Reading passage
# Why doesn't my pulled pork taste like the Pros/Restaurants?



## oldlinesmoker (Aug 2, 2017)

Hey all,

Brand new to this forum, and just had to ask a question I've always had ever since I started smoking pork shoulders/butts....:

Why doesn't the pork I make taste like it does at the professional BBQ joints? I've got the look, color, texture and consistency all down pretty well...however the taste the commercial joints have still eludes me every time. I've tried vinegar based finishing sauces and all that and nothing is quite nailing it down. 

Now don't get me wrong, the taste is quite good, however it just can't match even the lower-end professional joints. The only way I can describe theirs (and this is pretty consistent across multiple places) is more salty, more flavorful, and more 'smoky' (not burnt smoky, but that classic almost sweet smokiness that you smell when you take a whiff of artificial smoke).

Dataset section
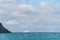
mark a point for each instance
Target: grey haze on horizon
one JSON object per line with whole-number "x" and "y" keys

Task
Please answer these questions from the forum post.
(a) Which four qualities of the pork does the poster say are already down pretty well?
(b) What type of finishing sauces has the poster tried?
(c) What three comparisons does the poster use to describe the taste at the professional places?
The listing is separate from the forum post.

Output
(a) The look, color, texture and consistency.
(b) Vinegar-based finishing sauces.
(c) More salty, more flavorful and more smoky.